# RECORDS FOR THIS EXERCISE:
- - - - -

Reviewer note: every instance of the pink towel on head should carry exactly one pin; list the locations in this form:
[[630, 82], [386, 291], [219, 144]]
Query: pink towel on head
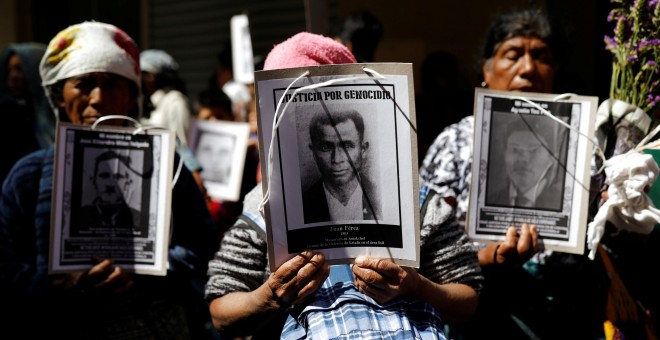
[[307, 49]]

- - - - -

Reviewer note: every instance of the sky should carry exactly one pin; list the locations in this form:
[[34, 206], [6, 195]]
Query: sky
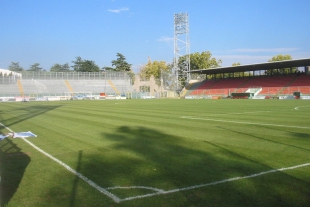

- - - - -

# SET PROBLEM:
Repeat verbatim the lines from the line with "Reviewer note: every instance of the pink" up to and including the line with "[[307, 49]]", leaving the pictures out of your answer.

# RESULT FOR THIS EXERCISE:
Reviewer note: every instance of the pink towel on head should carry exactly one pin; list the locations in this form:
[[630, 82], [386, 291], [219, 144]]
Query: pink towel on head
[[307, 49]]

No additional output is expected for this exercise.